[Complete the following]
1. List each sentence in the passage about Bernard Vonnegut below that begins with "He should have."
2. In the passage about Bernard Vonnegut below, rewrite the part starting with "He should have moved" and going on through "clam. He died.", changing "audience" to "crowd".

[Quoted text]
The family legend is that Bernard Vonnegut when a boy was working with his brothers in the family hardware store, and he began to weep. He was asked what the trouble was, and he said that he didn’t want to work in a store. He said he wanted to be an artist instead.
A child expressing such a wish in such a family in such a town was a troubling mystery.
The legend goes on that he became stagestruck, and wanted to be a theatrical designer, but learned that almost no one could make a living at that—so he became an architect instead.
The legend says that he was happy and productive and even sociable as a young architect here in New York City. But then he was told by his family that it was time for him to come home to Indianapolis, and to marry a woman from a nice German family. He was to surrender to the gravitational pull of the tremendous mass of respectability which his father and mother had amassed in the American wilderness in a little more than thirty years.
He should have disobeyed, if he did not want constant headaches and indigestion. He should have stayed in New York City.
He should have moved into the very house I live in now. This house was standing back then.
In a huge and rich and bustling and polyglot world city like this one, he surely found many friends as gifted as himself. So he must have made all sorts of jokes here about giftedness, made romantic speeches about the pain of bringing new works of art into the world, and on and on. There was a knowing audience here for talk like that.
When he got back to Indianapolis, where the practice of the arts was regarded as an evasion of real life by means of parlor tricks, the things that made him happy or sad were equally meaningless to his relatives and neighbors. So, yes, he became as silent as a clam. He died.
Wasn’t it true that his wife was also gifted, that she sang beautifully? Yes, but she was not interested in creating any new music. She was a sort of frontier phonograph, reproducing melodies from the Old World, where creative artists belonged, where they were needed, where they were supposed to be.
• • •
He may even have been a genius, as mutations sometimes are.
• • •
And it is always the men, even if they were as reclusive and secretive and unfond of life as my grandfather Bernard, who are the stars in this account of my ancestors. There are reasons for this. “It is regrettable that so little is known of K’s two grandmothers and four great-grandmothers,” says Uncle John. “Practically everyone who knew any of them intimately is now dead. The Victorian age in which they lived was a man’s world. Women’s place was in the home, and no public notice was taken of them. They left no records of their own, and were expected to bask in obscurity in the reflected glory of their husbands’ achievements—the most admired of which was the accumulation of money.
“But they bore the children, which was one thing the men could not do. They ran the households admirably, and provided their progeny with all their training in manners and morals which they received.

[Source material]
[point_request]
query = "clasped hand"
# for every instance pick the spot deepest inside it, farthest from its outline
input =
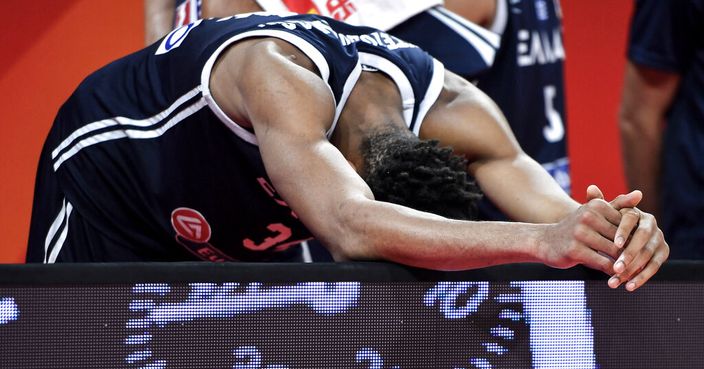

[Task results]
1.
- He should have disobeyed, if he did not want constant headaches and indigestion.
- He should have stayed in New York City.
- He should have moved into the very house I live in now.

2.
He should have moved into the very house I live in now. This house was standing back then.
In a huge and rich and bustling and polyglot world city like this one, he surely found many friends as gifted as himself. So he must have made all sorts of jokes here about giftedness, made romantic speeches about the pain of bringing new works of art into the world, and on and on. There was a knowing crowd here for talk like that.
When he got back to Indianapolis, where the practice of the arts was regarded as an evasion of real life by means of parlor tricks, the things that made him happy or sad were equally meaningless to his relatives and neighbors. So, yes, he became as silent as a clam. He died.